> **TASK GOAL**
Return, word for word, only the lines from the one containing "grass and record integer pixel coordinates." through the last line of the entries.
# # # #
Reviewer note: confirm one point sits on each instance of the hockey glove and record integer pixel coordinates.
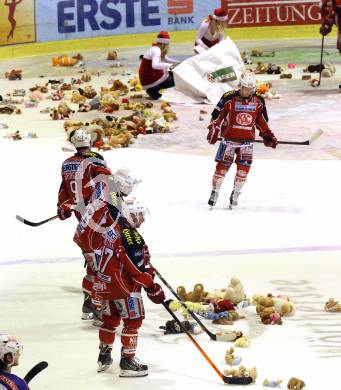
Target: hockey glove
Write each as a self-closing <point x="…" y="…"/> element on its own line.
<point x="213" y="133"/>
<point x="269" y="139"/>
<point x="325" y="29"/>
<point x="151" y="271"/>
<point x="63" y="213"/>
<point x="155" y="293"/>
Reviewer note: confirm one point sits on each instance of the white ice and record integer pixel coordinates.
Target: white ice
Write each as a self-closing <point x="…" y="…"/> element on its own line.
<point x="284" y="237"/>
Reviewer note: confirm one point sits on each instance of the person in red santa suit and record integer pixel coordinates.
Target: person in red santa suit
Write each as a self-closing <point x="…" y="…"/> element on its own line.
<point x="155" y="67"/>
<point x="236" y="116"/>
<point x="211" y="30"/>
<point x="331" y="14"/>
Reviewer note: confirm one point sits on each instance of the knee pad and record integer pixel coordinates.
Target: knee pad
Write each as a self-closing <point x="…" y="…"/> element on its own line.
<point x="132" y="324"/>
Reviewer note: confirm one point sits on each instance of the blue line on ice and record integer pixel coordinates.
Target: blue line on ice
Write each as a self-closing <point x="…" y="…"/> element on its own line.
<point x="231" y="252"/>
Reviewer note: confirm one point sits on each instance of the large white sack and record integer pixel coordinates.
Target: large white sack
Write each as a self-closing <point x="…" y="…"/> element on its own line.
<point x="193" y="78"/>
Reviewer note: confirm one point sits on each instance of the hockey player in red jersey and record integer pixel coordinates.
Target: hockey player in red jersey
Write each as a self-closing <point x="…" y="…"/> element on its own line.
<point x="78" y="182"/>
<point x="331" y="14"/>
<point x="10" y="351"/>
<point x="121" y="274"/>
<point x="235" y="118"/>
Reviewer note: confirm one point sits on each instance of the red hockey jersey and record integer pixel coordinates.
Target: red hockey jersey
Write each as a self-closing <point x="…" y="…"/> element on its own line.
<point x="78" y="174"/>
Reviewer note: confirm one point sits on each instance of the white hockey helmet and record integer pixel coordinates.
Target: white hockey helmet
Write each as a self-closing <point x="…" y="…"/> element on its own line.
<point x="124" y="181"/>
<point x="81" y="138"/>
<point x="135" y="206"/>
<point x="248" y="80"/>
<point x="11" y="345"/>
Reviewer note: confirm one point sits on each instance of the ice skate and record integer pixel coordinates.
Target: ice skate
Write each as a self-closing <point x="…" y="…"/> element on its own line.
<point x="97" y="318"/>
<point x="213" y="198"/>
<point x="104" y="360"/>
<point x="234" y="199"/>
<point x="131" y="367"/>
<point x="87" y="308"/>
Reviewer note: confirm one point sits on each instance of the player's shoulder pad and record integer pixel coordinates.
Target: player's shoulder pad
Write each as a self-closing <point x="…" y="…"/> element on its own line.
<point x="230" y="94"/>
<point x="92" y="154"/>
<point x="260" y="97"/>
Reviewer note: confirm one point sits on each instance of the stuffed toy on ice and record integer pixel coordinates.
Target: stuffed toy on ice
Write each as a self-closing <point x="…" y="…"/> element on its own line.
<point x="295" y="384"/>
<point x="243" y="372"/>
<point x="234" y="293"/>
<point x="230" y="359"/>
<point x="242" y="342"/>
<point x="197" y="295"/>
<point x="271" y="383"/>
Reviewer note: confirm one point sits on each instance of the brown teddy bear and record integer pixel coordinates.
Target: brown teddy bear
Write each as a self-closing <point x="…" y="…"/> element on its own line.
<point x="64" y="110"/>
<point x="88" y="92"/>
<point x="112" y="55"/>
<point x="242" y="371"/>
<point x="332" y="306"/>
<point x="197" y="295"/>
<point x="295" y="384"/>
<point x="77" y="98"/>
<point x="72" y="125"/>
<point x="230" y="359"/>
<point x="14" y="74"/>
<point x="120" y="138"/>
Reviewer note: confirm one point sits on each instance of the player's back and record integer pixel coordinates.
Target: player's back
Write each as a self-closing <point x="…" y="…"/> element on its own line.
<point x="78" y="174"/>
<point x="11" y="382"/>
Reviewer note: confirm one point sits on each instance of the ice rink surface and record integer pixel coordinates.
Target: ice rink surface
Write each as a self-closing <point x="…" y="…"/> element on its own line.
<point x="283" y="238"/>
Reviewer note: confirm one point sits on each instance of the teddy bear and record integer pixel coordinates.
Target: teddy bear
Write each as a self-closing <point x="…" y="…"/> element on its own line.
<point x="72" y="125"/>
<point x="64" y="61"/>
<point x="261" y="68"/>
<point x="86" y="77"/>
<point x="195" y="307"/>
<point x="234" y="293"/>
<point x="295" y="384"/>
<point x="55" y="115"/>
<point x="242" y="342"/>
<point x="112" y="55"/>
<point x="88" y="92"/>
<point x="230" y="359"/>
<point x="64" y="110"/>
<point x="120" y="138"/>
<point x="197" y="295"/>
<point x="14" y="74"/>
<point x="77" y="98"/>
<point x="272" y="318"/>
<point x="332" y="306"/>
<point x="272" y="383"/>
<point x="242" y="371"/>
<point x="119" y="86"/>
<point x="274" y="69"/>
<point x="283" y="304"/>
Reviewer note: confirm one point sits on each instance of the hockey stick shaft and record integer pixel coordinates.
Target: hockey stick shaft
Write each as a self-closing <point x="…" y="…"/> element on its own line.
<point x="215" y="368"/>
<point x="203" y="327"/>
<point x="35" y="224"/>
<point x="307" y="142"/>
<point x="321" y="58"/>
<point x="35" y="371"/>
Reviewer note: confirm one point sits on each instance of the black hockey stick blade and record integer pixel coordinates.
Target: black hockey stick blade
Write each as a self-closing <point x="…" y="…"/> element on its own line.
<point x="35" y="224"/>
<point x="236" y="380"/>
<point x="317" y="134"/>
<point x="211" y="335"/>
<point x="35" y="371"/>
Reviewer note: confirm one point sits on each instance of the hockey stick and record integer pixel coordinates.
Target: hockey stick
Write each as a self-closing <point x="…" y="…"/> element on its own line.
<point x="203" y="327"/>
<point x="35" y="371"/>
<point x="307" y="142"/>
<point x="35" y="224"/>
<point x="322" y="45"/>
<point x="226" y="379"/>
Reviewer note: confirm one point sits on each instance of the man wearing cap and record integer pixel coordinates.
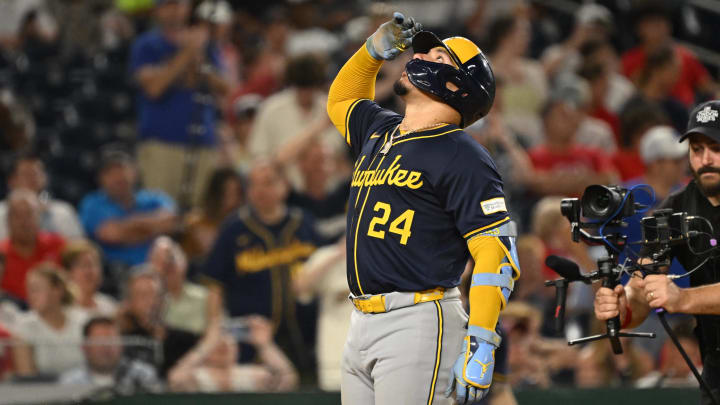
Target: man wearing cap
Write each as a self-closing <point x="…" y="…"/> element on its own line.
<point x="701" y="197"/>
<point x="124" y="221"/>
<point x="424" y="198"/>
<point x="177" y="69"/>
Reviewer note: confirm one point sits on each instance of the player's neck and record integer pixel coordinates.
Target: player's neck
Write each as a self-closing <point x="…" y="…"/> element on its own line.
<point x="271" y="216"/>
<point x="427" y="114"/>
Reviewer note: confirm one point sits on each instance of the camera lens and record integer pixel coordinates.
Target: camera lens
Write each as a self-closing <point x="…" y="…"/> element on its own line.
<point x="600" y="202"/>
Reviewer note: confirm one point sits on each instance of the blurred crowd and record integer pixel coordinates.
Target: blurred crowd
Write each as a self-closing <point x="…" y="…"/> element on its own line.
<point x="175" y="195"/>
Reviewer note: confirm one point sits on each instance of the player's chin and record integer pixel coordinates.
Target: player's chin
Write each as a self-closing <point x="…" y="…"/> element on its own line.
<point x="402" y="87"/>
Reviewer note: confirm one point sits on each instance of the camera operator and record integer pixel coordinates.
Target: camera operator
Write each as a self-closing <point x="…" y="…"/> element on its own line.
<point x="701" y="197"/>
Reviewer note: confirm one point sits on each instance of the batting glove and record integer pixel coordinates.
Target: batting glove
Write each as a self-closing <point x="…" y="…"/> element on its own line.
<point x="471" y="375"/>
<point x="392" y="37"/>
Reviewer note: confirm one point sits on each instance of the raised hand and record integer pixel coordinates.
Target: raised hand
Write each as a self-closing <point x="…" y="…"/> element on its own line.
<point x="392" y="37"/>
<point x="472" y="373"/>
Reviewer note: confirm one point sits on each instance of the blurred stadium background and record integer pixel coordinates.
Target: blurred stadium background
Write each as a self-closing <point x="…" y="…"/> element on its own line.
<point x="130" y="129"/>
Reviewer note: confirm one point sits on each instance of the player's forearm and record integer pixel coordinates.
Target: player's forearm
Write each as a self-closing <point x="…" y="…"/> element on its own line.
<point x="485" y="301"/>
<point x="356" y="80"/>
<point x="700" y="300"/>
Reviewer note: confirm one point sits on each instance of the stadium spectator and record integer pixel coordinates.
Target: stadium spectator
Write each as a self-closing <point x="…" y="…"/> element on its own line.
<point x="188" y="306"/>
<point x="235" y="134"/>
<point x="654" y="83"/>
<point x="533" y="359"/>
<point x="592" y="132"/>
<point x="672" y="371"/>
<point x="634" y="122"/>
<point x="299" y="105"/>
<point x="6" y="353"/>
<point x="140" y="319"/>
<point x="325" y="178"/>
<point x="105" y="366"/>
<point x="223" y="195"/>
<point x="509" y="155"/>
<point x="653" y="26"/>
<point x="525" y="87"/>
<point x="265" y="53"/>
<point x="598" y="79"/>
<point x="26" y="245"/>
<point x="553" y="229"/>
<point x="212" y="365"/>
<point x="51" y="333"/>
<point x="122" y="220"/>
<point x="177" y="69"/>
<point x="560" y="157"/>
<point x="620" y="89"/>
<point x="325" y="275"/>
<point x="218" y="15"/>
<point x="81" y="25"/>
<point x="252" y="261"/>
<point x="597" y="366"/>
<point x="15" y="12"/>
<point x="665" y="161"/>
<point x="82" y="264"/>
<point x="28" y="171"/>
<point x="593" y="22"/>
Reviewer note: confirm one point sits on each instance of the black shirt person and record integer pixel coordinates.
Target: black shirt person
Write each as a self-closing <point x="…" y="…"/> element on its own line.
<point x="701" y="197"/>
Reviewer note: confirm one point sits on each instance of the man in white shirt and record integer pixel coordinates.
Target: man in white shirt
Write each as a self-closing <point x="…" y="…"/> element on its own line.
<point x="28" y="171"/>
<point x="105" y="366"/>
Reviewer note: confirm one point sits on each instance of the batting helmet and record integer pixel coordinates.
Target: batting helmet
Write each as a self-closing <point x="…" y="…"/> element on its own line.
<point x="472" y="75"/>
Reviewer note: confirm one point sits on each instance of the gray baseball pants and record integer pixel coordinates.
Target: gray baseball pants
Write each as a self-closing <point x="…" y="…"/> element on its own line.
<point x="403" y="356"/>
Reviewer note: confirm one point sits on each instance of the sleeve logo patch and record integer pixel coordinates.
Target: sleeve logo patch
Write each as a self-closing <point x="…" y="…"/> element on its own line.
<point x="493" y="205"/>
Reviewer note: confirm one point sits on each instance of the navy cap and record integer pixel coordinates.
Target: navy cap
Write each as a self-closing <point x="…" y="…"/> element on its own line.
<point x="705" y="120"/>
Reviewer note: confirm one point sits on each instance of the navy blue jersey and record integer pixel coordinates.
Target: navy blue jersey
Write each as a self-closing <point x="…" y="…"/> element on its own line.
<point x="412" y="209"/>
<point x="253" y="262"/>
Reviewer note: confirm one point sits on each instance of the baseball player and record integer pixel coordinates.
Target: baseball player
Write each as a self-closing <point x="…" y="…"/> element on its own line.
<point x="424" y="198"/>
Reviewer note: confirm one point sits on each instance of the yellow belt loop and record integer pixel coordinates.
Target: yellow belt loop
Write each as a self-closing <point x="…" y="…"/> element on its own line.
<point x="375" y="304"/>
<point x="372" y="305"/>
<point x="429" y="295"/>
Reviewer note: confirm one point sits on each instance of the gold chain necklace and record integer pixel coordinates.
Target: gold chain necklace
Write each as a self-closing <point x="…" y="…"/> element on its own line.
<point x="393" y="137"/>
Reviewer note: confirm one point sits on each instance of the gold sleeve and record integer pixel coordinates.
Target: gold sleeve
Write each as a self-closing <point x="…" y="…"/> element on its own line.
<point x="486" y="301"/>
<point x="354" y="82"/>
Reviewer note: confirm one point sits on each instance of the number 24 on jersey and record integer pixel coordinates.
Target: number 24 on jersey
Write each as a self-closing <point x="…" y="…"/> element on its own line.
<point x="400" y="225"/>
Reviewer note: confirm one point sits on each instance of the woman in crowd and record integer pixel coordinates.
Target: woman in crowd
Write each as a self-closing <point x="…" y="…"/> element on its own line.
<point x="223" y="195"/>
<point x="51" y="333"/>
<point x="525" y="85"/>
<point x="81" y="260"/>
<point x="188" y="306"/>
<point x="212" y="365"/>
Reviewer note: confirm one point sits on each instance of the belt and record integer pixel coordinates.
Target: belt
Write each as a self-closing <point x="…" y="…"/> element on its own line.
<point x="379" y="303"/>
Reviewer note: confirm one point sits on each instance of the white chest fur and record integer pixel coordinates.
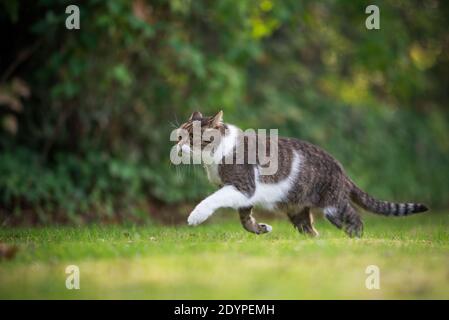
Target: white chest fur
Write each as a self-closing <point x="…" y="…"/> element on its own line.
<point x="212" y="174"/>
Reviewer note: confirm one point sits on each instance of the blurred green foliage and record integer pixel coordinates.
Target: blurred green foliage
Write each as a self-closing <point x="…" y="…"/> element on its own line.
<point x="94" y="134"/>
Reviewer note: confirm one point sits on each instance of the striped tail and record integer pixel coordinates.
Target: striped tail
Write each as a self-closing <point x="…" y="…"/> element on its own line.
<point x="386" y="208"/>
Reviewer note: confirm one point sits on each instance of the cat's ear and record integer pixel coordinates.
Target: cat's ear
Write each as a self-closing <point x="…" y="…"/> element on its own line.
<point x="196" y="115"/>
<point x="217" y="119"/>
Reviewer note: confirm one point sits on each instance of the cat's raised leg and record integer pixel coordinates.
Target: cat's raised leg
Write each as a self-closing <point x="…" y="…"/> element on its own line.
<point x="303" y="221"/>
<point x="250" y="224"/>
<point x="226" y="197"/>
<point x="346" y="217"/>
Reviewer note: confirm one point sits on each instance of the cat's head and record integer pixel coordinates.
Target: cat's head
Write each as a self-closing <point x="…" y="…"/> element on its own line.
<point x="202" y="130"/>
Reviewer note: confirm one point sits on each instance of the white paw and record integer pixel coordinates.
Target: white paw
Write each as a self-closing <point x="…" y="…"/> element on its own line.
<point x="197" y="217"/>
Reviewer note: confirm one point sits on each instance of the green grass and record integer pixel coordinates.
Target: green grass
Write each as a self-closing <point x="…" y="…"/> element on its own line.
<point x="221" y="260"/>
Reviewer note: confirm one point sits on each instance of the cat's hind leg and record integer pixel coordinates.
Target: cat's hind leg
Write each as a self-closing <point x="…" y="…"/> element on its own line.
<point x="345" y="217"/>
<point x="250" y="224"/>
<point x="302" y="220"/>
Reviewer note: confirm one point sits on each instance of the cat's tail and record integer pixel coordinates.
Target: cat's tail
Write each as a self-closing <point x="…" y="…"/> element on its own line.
# # # #
> **REPLY TO THE TASK**
Reviewer note: confirm one point sits on each instance of the green grass and record integer pixel coordinates.
Target: green grass
Write each as a self-closing <point x="…" y="…"/> element on its own line.
<point x="221" y="260"/>
Reviewer note: confirm one point sits on each instance of the cat's hind leg and record integer pixel coordinates.
Target: cat's hind leg
Write each as a self-closing <point x="…" y="…"/> element on its own line.
<point x="345" y="217"/>
<point x="250" y="224"/>
<point x="302" y="220"/>
Reviewer note: confirm one point sits on each instance of the cat's tail and record integer pixel coordinates.
Target: cat's tail
Write each as a self-closing <point x="…" y="…"/> element on its own line.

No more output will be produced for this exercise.